◆ **Stated problem**: Starting with the line that contains "Task: where can the fingernail", copy every line through the end of the data below, exactly and with nothing added.

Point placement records
# # # # #
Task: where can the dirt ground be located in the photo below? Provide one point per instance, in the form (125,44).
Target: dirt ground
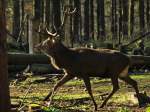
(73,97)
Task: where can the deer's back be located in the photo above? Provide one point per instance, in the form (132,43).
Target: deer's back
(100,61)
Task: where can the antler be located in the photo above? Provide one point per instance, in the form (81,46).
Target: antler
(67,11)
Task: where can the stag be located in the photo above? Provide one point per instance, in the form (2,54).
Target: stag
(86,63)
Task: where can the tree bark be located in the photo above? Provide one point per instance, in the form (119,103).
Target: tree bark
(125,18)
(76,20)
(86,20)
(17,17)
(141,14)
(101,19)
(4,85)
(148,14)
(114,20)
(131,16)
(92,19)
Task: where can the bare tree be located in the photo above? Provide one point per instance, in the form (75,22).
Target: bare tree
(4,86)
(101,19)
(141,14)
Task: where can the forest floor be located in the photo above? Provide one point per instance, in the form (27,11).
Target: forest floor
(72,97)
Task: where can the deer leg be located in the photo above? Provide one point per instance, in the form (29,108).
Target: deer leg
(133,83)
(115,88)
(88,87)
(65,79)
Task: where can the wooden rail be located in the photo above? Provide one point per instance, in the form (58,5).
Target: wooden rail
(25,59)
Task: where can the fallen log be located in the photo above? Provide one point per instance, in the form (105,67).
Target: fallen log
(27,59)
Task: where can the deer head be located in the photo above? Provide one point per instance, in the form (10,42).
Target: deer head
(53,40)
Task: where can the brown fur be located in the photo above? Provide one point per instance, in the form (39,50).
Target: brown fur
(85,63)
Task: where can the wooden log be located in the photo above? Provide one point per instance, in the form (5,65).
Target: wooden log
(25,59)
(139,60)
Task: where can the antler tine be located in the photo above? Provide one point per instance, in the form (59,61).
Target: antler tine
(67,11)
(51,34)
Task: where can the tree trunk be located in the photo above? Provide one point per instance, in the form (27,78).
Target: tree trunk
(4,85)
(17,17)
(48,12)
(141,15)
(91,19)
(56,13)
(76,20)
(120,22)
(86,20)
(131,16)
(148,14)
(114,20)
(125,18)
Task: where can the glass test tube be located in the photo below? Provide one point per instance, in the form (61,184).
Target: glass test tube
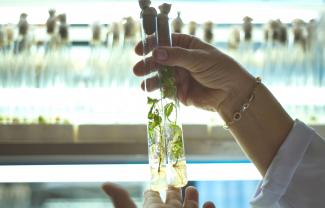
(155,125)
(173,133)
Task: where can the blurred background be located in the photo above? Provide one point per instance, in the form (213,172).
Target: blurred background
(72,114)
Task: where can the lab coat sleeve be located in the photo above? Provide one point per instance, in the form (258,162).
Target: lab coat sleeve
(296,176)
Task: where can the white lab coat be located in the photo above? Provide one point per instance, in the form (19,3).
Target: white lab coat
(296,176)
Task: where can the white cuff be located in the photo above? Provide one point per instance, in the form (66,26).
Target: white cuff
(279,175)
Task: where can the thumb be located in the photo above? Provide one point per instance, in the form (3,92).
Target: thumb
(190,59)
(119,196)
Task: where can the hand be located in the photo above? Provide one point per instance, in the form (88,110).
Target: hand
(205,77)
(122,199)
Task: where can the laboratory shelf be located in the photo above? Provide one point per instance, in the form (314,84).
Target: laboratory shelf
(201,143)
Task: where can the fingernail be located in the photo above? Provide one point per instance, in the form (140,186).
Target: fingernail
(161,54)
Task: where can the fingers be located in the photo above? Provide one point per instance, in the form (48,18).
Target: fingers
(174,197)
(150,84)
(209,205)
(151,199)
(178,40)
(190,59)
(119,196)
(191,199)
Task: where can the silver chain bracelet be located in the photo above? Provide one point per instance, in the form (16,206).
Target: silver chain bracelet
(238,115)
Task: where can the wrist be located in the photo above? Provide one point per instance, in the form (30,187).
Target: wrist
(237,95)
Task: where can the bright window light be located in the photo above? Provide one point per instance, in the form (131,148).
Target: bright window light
# # # # #
◆ **Response below**:
Task: where can the fingernail be located in the photo above? Provide one point per instance, in the form (140,186).
Target: fingernail
(161,54)
Task: where can the fingers be located in the photo above? Provide one point per instance, in the form (48,18).
Target: fingers
(174,197)
(150,84)
(209,205)
(151,199)
(178,40)
(190,59)
(119,196)
(191,199)
Task: where can the silver chain bracelet be located in the photo above? Provide one point per instance, in the form (16,206).
Target: silver chain bracelet
(238,115)
Task: where can the wrist be located in the photo above? Provide one point per instance, in the form (30,187).
Target: wrist
(237,95)
Task: where can the bright window light be located in the photo above? Provide one point per instance, in the form (131,148).
Target: bright window light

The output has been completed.